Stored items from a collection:
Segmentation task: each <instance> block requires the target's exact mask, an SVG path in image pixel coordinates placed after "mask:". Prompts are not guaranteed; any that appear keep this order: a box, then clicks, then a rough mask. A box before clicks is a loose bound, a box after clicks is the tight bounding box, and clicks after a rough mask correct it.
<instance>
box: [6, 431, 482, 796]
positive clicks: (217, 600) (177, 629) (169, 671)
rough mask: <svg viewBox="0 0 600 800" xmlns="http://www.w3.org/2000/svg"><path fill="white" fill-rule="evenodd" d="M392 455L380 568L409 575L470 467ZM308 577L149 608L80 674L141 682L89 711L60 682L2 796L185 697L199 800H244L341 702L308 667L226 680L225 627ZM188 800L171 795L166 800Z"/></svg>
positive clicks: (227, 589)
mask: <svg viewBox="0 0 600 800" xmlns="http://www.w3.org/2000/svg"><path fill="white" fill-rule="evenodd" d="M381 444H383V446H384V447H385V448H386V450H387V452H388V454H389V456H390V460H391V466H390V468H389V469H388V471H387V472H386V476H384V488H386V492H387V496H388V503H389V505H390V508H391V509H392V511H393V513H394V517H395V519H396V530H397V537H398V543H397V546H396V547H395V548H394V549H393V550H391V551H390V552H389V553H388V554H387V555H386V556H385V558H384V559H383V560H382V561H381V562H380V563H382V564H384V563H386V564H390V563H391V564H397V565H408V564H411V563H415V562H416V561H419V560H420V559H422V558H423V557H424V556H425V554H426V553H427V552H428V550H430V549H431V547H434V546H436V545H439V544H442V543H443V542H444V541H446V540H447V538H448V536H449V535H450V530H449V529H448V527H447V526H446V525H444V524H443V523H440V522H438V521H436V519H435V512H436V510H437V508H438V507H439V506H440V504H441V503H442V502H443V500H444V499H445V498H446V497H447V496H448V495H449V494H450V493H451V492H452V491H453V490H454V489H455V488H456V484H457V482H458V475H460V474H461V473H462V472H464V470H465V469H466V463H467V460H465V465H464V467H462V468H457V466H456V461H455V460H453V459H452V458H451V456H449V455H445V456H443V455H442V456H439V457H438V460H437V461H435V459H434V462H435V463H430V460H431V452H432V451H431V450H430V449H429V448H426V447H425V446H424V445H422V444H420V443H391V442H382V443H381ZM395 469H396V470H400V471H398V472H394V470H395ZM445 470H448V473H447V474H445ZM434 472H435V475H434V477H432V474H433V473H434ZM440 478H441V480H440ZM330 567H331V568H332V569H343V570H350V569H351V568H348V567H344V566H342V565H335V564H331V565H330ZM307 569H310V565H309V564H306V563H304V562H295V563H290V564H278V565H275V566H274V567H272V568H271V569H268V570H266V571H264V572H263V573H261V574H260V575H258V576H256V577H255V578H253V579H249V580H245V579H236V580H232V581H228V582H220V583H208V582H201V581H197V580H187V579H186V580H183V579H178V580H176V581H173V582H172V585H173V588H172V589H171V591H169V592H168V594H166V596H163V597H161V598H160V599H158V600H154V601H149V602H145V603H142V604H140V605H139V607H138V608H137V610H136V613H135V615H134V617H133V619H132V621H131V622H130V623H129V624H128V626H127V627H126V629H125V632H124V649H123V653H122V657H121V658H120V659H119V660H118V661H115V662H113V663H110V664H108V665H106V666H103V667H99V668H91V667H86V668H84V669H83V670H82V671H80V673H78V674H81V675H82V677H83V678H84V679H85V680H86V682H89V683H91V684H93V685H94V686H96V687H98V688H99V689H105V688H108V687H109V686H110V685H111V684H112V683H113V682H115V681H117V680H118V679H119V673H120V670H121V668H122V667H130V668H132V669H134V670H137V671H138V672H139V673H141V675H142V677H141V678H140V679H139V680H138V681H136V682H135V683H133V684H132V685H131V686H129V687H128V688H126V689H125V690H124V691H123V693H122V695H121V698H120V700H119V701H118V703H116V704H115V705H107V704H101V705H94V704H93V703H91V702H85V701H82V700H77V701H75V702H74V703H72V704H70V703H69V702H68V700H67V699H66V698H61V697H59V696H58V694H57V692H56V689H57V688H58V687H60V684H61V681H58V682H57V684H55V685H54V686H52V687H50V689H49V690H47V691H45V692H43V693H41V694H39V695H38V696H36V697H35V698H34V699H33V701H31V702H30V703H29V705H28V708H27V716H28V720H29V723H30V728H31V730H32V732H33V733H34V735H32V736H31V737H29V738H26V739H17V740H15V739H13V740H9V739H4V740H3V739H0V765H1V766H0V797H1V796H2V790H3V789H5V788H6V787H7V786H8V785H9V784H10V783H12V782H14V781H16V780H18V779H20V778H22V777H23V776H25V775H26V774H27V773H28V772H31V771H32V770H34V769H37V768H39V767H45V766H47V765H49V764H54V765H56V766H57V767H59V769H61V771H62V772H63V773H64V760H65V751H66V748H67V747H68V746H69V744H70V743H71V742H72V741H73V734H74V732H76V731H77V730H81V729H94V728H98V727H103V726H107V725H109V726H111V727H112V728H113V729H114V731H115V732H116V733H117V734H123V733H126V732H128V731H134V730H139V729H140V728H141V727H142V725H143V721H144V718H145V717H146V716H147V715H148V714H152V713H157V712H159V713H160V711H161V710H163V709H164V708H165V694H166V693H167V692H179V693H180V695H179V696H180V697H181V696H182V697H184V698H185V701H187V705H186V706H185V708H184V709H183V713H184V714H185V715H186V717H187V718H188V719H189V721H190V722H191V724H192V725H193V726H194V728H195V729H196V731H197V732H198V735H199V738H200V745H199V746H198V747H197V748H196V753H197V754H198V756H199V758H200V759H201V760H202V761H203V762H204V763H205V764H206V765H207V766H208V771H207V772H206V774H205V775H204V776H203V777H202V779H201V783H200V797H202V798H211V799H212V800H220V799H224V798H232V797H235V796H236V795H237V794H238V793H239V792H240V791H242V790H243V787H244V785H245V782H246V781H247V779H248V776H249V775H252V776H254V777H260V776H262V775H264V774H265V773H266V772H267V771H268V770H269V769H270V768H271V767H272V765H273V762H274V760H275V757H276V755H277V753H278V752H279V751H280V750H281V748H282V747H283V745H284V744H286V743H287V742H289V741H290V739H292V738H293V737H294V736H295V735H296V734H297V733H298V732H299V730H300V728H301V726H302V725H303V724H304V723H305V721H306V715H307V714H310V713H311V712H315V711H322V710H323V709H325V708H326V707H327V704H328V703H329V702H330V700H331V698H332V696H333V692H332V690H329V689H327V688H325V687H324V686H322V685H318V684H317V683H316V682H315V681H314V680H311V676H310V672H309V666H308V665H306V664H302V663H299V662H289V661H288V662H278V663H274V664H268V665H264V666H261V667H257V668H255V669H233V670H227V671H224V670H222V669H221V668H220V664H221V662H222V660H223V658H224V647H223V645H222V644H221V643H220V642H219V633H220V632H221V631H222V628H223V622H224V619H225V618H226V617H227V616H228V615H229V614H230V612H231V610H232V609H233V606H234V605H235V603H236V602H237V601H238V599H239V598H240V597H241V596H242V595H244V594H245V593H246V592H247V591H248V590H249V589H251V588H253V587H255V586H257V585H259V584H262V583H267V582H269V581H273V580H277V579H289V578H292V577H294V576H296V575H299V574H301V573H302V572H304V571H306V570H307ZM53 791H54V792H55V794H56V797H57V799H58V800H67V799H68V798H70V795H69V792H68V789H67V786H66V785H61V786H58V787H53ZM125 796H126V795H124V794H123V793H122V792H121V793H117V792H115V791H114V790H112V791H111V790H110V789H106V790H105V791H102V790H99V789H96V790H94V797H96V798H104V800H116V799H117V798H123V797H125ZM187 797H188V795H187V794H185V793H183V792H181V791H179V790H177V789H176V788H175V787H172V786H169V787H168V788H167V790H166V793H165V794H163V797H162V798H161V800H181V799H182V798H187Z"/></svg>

## WHAT TO DO
Print all the entries exactly as written.

## TASK ANSWER
Segmentation task: each <instance> block requires the target's exact mask, an SVG path in image pixel coordinates placed after "mask:". Prompts are not guaranteed; any that appear keep this order: a box, then clicks, then a rough mask. A box before clicks is a loose bound, a box after clicks is the tight bounding box, and clicks after a rough mask correct it.
<instance>
box: [6, 431, 482, 796]
positive clicks: (217, 600) (177, 629) (169, 671)
rough mask: <svg viewBox="0 0 600 800" xmlns="http://www.w3.org/2000/svg"><path fill="white" fill-rule="evenodd" d="M392 455L380 568L409 575L470 467ZM308 577L149 608L80 674L141 682L89 711L60 682L2 796L185 697L199 800H244L341 702L308 667L226 680L225 627ZM188 800L171 795L166 800Z"/></svg>
positive clicks: (227, 589)
mask: <svg viewBox="0 0 600 800" xmlns="http://www.w3.org/2000/svg"><path fill="white" fill-rule="evenodd" d="M381 444H383V446H384V447H385V448H386V450H387V452H388V454H389V456H390V460H391V466H390V468H389V469H388V471H387V472H386V476H384V488H386V492H387V496H388V503H389V505H390V508H391V509H392V511H393V513H394V517H395V519H396V530H397V537H398V543H397V546H396V547H395V548H394V549H393V550H391V551H390V552H389V553H388V554H387V555H386V556H385V558H384V559H383V560H382V561H381V562H380V563H382V564H384V563H386V564H390V563H391V564H397V565H408V564H411V563H415V562H416V561H419V560H420V559H422V558H423V557H424V556H425V554H426V553H427V552H428V550H430V549H431V547H434V546H436V545H439V544H442V543H443V542H444V541H446V540H447V538H448V536H449V535H450V530H449V529H448V527H447V526H446V525H444V524H443V523H440V522H438V521H436V519H435V512H436V510H437V508H438V507H439V506H440V504H441V503H442V502H443V500H444V499H445V498H446V497H447V496H448V495H449V494H450V493H451V492H452V491H453V490H454V489H455V488H456V484H457V482H458V475H460V474H461V473H462V472H464V470H465V469H466V463H467V460H465V465H464V467H462V468H457V466H456V461H455V460H453V459H452V458H451V456H449V455H445V456H443V455H442V456H439V457H438V460H437V461H435V459H434V462H435V463H430V460H431V452H432V451H431V450H430V449H429V448H426V447H425V446H424V445H422V444H420V443H391V442H382V443H381ZM395 469H396V470H400V471H398V472H394V470H395ZM445 470H448V473H447V474H445ZM434 472H435V475H434V477H432V474H433V473H434ZM440 478H441V480H440ZM330 567H331V568H332V569H343V570H350V569H351V568H348V567H344V566H342V565H335V564H331V565H330ZM307 569H310V565H309V564H306V563H304V562H295V563H290V564H278V565H275V566H274V567H272V568H271V569H268V570H266V571H264V572H263V573H261V574H260V575H258V576H256V577H255V578H253V579H249V580H245V579H236V580H232V581H228V582H220V583H208V582H201V581H197V580H187V579H186V580H183V579H178V580H176V581H173V582H172V585H173V588H172V589H171V591H169V592H168V594H166V596H163V597H161V598H160V599H158V600H154V601H149V602H145V603H142V604H140V605H139V607H138V608H137V610H136V613H135V615H134V617H133V619H132V621H131V622H130V623H129V624H128V626H127V627H126V629H125V632H124V649H123V653H122V657H121V658H120V659H119V660H118V661H115V662H113V663H110V664H108V665H106V666H103V667H99V668H91V667H86V668H84V669H83V670H82V671H80V673H78V674H81V675H82V677H83V678H84V679H85V680H86V682H89V683H91V684H93V685H94V686H96V687H98V688H99V689H105V688H108V687H109V686H110V685H111V684H112V683H113V682H115V681H117V680H118V679H119V673H120V670H121V668H122V667H130V668H132V669H134V670H137V671H138V672H139V673H141V675H142V677H141V678H140V679H139V680H138V681H136V682H135V683H133V684H132V685H131V686H129V687H128V688H126V689H125V690H124V691H123V693H122V695H121V698H120V700H119V701H118V703H116V704H115V705H107V704H101V705H94V704H93V703H91V702H85V701H82V700H77V701H75V702H74V703H72V704H70V703H69V702H68V700H67V699H66V698H61V697H59V696H58V694H57V692H56V689H57V688H58V687H60V684H61V681H58V682H57V684H55V685H54V686H52V687H50V689H49V690H47V691H45V692H43V693H41V694H39V695H38V696H36V697H35V698H34V699H33V701H31V702H30V703H29V705H28V708H27V716H28V720H29V723H30V728H31V730H32V732H33V733H34V735H32V736H31V737H29V738H26V739H17V740H15V739H13V740H9V739H4V740H3V739H0V765H1V766H0V797H1V796H2V790H3V789H5V788H6V787H7V786H8V785H9V784H10V783H12V782H14V781H16V780H18V779H20V778H22V777H23V776H25V775H26V774H27V773H28V772H31V771H32V770H34V769H37V768H39V767H45V766H47V765H49V764H54V765H56V766H57V767H59V769H61V771H62V772H63V773H64V760H65V751H66V748H67V747H68V746H69V744H70V743H71V742H72V741H73V734H74V732H76V731H77V730H81V729H94V728H98V727H103V726H107V725H109V726H111V727H112V728H113V729H114V731H115V732H116V733H117V734H123V733H126V732H128V731H134V730H139V729H140V728H141V727H142V725H143V721H144V718H145V717H146V716H147V715H148V714H152V713H157V712H159V713H160V711H161V710H163V709H164V708H165V694H166V693H167V692H179V693H180V695H179V696H180V697H181V696H182V697H184V698H185V701H187V705H186V706H185V708H184V709H183V713H184V714H185V715H186V717H187V718H188V719H189V721H190V722H191V724H192V725H193V726H194V728H195V729H196V731H197V732H198V735H199V738H200V745H199V746H198V747H197V748H196V753H197V754H198V756H199V758H200V759H201V760H202V761H203V762H204V763H205V764H206V765H207V766H208V771H207V772H206V774H205V775H204V776H203V777H202V779H201V783H200V797H202V798H211V799H212V800H220V799H224V798H232V797H235V796H236V795H237V794H238V793H239V792H240V791H242V790H243V787H244V785H245V782H246V781H247V779H248V776H249V775H252V776H254V777H260V776H262V775H264V774H265V773H266V772H267V771H268V770H269V769H270V768H271V767H272V765H273V762H274V760H275V757H276V755H277V753H278V752H279V751H280V750H281V748H282V747H283V745H284V744H286V743H287V742H289V741H290V739H292V738H293V737H294V736H295V735H296V734H297V733H298V732H299V730H300V728H301V726H302V725H303V724H304V723H305V721H306V715H307V714H310V713H311V712H315V711H322V710H323V709H325V708H326V707H327V704H328V703H329V702H330V700H331V698H332V696H333V692H332V690H329V689H327V688H325V687H324V686H322V685H318V684H317V683H316V682H315V681H314V680H311V676H310V672H309V666H308V665H306V664H302V663H299V662H289V661H288V662H278V663H274V664H268V665H264V666H261V667H257V668H255V669H233V670H227V671H224V670H222V669H221V668H220V664H221V662H222V660H223V658H224V647H223V645H222V644H221V643H220V642H219V633H220V632H221V631H222V628H223V622H224V619H225V618H226V617H227V616H228V615H229V614H230V612H231V610H232V609H233V606H234V605H235V603H236V602H237V601H238V599H239V598H240V597H241V596H242V595H244V594H245V593H246V592H247V591H248V590H249V589H251V588H253V587H255V586H257V585H259V584H262V583H267V582H269V581H273V580H277V579H289V578H292V577H294V576H296V575H299V574H301V573H302V572H304V571H306V570H307ZM53 791H54V792H55V794H56V797H57V799H58V800H67V799H68V798H70V795H69V792H68V789H67V786H66V785H61V786H58V787H53ZM125 796H126V795H124V794H123V793H122V792H121V793H117V792H115V791H114V790H112V791H111V790H110V789H106V790H105V791H102V790H99V789H96V790H94V797H96V798H104V800H116V799H117V798H123V797H125ZM187 797H188V795H187V794H185V793H183V792H181V791H179V790H177V789H176V788H175V787H172V786H169V787H168V788H167V790H166V793H165V794H163V797H162V798H161V800H181V799H182V798H187Z"/></svg>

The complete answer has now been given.